### AIM OF THE TASK
Write out the material below line for line, changing nothing.

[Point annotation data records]
..........

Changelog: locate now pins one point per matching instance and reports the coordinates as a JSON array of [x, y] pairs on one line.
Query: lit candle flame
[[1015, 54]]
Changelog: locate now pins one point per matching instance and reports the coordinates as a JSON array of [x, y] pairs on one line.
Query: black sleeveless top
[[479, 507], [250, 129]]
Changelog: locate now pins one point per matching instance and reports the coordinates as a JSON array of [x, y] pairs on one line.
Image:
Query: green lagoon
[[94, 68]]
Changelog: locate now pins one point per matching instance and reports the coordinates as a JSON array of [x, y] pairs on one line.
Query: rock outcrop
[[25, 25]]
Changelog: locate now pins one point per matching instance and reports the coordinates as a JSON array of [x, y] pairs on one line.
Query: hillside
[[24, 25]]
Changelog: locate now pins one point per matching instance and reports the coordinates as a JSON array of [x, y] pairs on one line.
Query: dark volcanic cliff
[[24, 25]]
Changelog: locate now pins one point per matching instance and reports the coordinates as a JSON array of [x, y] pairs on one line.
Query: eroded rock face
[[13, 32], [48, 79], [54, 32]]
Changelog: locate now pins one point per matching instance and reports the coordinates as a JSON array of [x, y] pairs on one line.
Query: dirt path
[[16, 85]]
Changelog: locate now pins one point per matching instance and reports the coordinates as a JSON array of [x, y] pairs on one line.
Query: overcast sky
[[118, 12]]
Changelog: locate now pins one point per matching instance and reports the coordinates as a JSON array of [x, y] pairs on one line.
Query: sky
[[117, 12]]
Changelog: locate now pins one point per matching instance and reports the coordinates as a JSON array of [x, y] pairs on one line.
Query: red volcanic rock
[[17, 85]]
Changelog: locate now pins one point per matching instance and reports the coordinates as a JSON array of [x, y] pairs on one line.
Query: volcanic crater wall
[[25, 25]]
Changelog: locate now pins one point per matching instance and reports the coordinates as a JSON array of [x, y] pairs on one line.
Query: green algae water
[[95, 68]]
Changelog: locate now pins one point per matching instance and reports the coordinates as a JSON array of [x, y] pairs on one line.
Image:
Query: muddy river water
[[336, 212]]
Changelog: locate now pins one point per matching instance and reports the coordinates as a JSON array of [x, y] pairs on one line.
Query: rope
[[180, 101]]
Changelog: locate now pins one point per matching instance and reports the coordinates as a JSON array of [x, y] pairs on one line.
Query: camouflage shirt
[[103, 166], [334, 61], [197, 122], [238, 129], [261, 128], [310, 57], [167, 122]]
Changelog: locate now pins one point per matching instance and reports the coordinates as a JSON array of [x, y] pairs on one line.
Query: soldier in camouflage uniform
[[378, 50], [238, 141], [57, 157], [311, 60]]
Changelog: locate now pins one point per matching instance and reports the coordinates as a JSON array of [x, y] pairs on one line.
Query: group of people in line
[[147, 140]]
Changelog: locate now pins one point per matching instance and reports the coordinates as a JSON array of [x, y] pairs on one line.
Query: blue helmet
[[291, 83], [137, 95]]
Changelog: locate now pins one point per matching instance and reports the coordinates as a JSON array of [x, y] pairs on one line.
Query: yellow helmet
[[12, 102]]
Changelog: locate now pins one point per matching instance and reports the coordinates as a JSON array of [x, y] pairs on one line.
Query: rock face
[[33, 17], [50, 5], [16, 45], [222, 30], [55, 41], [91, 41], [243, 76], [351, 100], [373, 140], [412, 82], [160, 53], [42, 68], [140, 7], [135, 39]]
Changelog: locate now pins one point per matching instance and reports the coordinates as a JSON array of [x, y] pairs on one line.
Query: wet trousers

..........

### FINAL RESULT
Changelog: locate now pins one point per matching instance and reports the coordinates as a JSON array of [x, y] pairs on one line.
Query: lit candle flame
[[1015, 54]]
Changelog: locate now pins one point per matching instance and reports the coordinates as a JSON array of [x, y] pairs on one line.
Query: black sleeveless top
[[479, 507], [250, 129]]
Changelog: locate now pins one point per matching instance and reports the coordinates as a JSON array of [x, y] pairs on one line.
Image:
Query: green lagoon
[[94, 68]]
Changelog: locate now pins one point per matching instance and reports the coordinates as a JSON array of [x, y] pairs on one line.
Query: rock outcrop
[[25, 25]]
Changelog: locate now pins one point per matching instance and reports the coordinates as a JSON array of [x, y] pairs on one line.
Query: hillside
[[24, 25]]
Changelog: locate now pins one point per matching instance and reports the coordinates as a JSON array of [x, y] pairs on one line.
Query: dark volcanic cliff
[[24, 25]]
Changelog: locate now pins one point per matching instance and reports the coordinates as a JSON array of [x, y] pairs on one line.
Query: eroded rock face
[[13, 32], [48, 79], [54, 32]]
Changelog: locate now pins one point per matching instance and reports the coordinates as a JSON array of [x, y] pairs on one line.
Query: dirt path
[[16, 85]]
Changelog: locate now pins one point per matching instance and reports the coordinates as a JSON array of [x, y] pairs on one line.
Query: overcast sky
[[118, 12]]
Changelog: locate now pins one point per matching instance and reports the coordinates as a JSON array of [x, y] pairs on one line.
Query: sky
[[117, 12]]
Changelog: locate now pins one point per matching instance and reports the coordinates as a JSON array of [x, y] pairs on one line.
Query: red volcanic rock
[[17, 85]]
Changelog: locate now pins one point per matching instance and reports the coordinates as a JSON array of [x, y] pairs on one line.
Query: volcanic crater wall
[[25, 25]]
Changelog: locate now pins one point per matching instance and reports the coordinates as a JSON array of [x, y] pairs on one line.
Query: green algae water
[[95, 68]]
Changelog: locate now pins one point per matching instance and reports the coordinates as a JSON array of [x, y] pairs on one line.
Image:
Query: muddy river water
[[336, 212]]
Changelog: locate now pins one point per matching instance and reports the coordinates as a JSON array of [x, y] pairs on one line.
Query: rope
[[180, 101]]
Changelog: locate now pins one point per matching instance and reports the coordinates as a JSON array of [x, y] pairs on one line.
Query: camouflage shirt
[[103, 166], [334, 61], [197, 122], [238, 129], [261, 128], [310, 57], [167, 122]]
Changelog: locate now pins one point per matching instance and reports the coordinates as a JSON array of [x, y] pairs on one line.
Query: soldier in camouflage uniform
[[378, 50], [238, 141], [57, 157], [311, 60]]
Changelog: locate now pins one point per matching instance and reports the coordinates as a JSON array of [x, y] pairs on one line.
Query: group of people in line
[[147, 140]]
Changelog: locate now pins one point per matching instance and reports the coordinates as a JSON array of [x, y] pairs on one line.
Query: blue helmet
[[291, 83], [137, 95]]
Changelog: locate now pins one point per matching instance and reports the coordinates as a JSON array of [x, y] pairs on one line.
Query: yellow helmet
[[12, 102]]
Changelog: locate now pins one point per matching instance and reports the coordinates as a JSON array of [x, y] pairs on one line.
Query: rock face
[[33, 17], [50, 5], [16, 45], [222, 30], [55, 41], [91, 41], [243, 76], [351, 100], [373, 140], [412, 82], [160, 53], [42, 68], [140, 7], [135, 39]]
Changelog: locate now pins one point per matching instance and reports the coordinates as a JSON array of [x, y] pairs on one line.
Query: wet trousers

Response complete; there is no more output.